Repeat exactly the lines from the line containing "Report one point per instance of the oven door handle" through the last line of the records below, inclusive, and nothing else.

** Begin **

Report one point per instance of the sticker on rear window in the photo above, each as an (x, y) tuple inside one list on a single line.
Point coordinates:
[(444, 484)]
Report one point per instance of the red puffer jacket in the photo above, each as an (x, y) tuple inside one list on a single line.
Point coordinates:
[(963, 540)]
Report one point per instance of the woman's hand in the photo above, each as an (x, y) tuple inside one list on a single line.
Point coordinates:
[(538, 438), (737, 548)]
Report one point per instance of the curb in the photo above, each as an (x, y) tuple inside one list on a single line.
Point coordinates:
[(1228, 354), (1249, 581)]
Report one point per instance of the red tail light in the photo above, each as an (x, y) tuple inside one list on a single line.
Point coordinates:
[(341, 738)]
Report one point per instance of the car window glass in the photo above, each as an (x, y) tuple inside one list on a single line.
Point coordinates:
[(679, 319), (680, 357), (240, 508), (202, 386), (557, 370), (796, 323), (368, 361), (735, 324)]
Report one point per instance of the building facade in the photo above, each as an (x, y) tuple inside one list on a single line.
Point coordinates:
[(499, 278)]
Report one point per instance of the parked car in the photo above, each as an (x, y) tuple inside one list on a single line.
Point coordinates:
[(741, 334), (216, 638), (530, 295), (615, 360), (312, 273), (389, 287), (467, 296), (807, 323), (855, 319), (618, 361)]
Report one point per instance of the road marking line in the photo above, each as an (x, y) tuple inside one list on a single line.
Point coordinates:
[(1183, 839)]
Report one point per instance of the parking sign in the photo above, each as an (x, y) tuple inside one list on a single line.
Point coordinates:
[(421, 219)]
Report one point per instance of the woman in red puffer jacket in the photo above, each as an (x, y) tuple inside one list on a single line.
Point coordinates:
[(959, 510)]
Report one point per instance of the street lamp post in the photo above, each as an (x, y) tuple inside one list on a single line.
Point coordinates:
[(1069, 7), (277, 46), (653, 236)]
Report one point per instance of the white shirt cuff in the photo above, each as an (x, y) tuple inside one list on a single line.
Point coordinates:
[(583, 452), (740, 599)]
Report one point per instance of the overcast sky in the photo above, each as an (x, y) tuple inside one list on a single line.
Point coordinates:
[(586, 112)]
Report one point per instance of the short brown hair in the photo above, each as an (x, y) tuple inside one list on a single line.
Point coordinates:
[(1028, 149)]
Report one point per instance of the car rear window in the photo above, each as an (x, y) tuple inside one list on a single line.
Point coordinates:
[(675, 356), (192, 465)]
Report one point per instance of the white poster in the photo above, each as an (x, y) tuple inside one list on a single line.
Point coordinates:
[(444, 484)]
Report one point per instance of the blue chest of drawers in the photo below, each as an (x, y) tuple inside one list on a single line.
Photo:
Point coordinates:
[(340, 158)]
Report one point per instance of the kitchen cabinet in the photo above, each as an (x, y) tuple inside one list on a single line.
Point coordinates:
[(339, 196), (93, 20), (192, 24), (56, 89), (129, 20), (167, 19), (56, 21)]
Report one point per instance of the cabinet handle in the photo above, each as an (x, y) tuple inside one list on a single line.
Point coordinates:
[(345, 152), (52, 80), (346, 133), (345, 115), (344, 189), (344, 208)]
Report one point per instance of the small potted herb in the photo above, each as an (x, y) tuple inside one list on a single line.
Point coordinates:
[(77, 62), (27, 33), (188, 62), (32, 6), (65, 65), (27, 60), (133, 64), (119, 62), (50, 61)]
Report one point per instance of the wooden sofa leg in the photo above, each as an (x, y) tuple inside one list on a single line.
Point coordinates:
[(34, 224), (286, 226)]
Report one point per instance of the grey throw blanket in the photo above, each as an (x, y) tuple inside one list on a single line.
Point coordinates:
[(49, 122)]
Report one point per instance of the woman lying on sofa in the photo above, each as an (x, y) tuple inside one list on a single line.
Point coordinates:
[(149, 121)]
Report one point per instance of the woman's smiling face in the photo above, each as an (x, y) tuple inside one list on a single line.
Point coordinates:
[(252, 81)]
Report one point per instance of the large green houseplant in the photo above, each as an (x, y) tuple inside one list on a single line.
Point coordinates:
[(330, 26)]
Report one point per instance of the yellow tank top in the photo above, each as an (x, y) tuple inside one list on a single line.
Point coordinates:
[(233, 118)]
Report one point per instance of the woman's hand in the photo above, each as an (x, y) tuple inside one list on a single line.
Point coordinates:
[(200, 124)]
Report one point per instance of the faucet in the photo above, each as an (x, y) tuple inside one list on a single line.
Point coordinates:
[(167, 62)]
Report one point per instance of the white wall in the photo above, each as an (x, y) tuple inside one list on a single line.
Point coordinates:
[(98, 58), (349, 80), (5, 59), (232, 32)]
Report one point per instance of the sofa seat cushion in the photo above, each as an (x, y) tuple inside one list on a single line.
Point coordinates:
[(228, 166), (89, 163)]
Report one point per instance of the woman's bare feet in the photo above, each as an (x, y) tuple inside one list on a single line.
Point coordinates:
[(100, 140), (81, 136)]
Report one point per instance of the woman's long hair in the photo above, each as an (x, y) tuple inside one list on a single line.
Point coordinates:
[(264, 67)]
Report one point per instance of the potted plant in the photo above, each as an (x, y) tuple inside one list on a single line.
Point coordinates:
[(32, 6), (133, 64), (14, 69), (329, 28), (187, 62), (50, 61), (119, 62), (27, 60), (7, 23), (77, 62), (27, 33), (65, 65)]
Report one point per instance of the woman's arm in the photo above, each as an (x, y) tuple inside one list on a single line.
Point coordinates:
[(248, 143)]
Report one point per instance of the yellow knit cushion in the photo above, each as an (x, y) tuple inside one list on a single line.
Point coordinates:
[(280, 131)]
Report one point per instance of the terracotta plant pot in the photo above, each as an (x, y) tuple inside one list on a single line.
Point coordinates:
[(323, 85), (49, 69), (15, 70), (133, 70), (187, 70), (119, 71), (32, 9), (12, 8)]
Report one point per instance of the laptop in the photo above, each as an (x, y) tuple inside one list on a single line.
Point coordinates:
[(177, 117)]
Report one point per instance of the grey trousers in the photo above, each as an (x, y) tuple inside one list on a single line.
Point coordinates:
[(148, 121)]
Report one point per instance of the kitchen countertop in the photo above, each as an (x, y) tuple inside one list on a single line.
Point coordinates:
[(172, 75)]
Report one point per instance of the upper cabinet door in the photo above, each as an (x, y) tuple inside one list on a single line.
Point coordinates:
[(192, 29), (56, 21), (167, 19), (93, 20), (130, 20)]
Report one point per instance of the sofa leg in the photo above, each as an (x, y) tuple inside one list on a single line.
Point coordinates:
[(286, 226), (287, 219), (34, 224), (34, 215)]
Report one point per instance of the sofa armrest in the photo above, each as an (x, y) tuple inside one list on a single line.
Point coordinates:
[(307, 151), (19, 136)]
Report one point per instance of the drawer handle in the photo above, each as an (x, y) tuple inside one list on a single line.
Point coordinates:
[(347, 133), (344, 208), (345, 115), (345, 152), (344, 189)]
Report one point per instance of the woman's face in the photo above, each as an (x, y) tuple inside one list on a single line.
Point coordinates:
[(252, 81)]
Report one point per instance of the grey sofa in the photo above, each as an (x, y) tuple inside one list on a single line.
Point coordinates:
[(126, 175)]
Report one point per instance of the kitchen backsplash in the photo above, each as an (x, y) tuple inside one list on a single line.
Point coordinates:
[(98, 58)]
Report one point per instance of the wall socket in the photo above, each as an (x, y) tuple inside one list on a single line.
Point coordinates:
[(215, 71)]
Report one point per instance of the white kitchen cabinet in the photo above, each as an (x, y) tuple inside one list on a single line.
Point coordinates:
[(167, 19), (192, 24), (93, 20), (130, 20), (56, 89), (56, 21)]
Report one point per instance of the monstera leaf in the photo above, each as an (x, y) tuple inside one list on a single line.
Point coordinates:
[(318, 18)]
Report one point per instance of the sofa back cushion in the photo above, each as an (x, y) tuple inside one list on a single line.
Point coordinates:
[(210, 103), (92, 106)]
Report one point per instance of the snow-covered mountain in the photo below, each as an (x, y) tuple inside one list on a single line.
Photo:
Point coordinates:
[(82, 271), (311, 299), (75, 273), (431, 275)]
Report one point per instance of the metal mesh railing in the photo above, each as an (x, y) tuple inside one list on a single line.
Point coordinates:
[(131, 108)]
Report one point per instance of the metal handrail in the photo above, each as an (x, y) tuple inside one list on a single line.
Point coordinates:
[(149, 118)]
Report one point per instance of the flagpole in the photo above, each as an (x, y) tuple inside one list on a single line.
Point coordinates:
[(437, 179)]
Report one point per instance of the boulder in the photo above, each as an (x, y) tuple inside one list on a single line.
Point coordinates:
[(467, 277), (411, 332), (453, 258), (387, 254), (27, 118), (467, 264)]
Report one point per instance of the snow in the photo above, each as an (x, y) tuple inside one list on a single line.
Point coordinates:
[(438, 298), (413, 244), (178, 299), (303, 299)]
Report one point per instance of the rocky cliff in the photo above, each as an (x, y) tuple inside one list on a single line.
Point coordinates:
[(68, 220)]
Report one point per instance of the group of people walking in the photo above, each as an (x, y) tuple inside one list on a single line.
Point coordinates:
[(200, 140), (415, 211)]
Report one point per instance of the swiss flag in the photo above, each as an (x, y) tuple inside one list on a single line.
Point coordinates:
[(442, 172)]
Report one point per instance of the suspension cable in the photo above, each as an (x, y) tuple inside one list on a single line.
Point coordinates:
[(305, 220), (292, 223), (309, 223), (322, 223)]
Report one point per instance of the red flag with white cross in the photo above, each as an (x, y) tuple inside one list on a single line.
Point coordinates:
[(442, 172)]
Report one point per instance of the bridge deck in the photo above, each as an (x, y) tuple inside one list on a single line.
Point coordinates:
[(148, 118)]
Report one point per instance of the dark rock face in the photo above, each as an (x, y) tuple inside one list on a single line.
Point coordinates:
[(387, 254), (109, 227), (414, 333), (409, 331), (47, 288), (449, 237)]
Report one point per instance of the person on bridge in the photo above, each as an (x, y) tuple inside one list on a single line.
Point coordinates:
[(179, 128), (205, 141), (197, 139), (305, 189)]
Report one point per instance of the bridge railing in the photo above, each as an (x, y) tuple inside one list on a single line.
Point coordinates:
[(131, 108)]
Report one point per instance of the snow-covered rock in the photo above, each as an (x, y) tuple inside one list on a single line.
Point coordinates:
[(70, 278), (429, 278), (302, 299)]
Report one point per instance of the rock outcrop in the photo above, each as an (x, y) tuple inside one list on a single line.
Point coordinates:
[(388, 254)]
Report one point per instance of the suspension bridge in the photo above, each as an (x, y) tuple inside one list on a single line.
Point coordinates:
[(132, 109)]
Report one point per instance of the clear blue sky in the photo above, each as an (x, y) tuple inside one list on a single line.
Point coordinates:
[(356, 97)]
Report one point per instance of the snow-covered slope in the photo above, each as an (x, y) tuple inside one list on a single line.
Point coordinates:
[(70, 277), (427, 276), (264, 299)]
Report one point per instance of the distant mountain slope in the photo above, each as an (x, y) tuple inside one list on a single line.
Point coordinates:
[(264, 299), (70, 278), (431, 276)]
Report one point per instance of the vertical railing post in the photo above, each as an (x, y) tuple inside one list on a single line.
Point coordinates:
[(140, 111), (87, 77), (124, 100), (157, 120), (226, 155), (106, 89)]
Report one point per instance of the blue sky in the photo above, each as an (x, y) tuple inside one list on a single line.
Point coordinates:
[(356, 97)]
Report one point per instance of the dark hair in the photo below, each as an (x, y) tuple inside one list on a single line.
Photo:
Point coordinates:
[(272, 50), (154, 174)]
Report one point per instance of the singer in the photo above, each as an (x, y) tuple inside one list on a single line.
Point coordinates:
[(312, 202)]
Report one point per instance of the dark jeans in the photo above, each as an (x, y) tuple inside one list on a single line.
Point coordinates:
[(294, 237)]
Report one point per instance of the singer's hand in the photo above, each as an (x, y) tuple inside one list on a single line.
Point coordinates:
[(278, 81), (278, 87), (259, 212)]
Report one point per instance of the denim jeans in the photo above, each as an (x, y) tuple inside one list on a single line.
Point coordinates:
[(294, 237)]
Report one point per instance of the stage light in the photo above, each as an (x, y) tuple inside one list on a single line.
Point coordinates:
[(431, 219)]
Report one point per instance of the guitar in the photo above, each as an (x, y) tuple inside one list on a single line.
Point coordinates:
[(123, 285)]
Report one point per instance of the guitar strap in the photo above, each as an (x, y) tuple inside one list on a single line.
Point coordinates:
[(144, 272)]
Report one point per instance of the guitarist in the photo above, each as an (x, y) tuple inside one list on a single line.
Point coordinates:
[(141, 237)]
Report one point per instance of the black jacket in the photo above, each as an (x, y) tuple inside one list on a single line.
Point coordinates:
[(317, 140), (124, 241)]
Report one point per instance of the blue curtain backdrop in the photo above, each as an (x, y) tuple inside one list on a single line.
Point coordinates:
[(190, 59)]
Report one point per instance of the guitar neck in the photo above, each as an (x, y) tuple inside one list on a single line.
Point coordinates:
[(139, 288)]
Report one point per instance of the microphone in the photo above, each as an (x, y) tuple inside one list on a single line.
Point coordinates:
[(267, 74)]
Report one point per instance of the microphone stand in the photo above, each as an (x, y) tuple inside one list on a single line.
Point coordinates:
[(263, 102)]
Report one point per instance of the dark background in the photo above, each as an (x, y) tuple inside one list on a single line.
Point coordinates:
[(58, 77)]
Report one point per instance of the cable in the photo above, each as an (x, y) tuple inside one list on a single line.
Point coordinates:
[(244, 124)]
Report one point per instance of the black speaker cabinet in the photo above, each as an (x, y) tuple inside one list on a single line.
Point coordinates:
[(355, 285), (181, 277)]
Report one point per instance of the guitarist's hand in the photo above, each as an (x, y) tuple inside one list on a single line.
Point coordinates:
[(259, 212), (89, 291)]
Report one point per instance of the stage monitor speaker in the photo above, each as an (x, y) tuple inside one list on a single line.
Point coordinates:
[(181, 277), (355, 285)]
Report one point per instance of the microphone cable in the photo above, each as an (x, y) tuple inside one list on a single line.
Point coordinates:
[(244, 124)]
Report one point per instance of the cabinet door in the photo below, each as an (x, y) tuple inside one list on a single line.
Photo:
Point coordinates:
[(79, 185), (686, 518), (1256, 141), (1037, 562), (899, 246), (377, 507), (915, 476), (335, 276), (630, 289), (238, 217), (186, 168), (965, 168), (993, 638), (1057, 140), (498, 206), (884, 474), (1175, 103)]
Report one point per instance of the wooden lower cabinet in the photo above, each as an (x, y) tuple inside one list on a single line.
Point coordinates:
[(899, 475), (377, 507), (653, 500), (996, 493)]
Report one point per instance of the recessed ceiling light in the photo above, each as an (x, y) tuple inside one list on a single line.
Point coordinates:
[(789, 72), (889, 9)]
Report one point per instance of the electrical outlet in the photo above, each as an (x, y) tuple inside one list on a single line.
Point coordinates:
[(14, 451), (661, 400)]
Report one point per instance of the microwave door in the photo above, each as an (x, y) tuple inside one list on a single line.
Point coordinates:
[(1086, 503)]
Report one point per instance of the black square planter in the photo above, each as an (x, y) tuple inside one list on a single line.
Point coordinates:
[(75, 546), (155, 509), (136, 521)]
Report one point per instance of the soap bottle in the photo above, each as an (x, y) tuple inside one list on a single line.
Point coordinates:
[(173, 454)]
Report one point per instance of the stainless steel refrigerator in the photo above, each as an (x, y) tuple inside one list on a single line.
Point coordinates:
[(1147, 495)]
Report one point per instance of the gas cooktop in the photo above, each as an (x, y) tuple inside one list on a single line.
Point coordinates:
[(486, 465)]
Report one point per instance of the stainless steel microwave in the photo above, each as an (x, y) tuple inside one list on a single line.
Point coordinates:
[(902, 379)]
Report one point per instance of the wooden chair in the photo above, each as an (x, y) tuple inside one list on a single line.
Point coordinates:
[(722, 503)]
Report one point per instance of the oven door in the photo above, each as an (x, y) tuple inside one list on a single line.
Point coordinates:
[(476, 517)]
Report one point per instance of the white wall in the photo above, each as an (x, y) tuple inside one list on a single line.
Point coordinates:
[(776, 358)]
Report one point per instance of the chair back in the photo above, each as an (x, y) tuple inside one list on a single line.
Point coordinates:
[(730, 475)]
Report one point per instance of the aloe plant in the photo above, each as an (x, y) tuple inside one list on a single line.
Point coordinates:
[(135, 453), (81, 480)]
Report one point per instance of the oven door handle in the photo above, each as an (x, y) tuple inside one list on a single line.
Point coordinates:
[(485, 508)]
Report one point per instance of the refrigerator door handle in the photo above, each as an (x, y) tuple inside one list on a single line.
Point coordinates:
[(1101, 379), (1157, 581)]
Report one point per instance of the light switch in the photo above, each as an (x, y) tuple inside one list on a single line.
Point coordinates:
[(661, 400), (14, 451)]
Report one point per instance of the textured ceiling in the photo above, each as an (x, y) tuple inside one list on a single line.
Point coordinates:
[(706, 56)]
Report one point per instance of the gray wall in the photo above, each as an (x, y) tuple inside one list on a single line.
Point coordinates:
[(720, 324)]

** End **

**Correct output:**
Report one point per instance of the oven door handle in the photo above, each as an (x, y) tuple inside one list on a single line.
Point coordinates:
[(485, 508)]
Report one point per instance of the refrigerator door handle in the photo above, each as an (x, y) tuple inside one list on a single line.
Point coordinates:
[(1101, 379), (1157, 581)]
Report one point per instance of the light switch in the photo above, each as an (x, y) tuple inside one list on a single line.
Point coordinates:
[(661, 400), (14, 451)]
Report one point per instance of the textured ceiling in the photo above, each as an (x, y) tuple inside one list on a single line.
Point coordinates:
[(706, 56)]
Report one point per instance of the gray wall in the photo above, each as an (x, y) tuple inside one list on a single line.
Point coordinates:
[(720, 324)]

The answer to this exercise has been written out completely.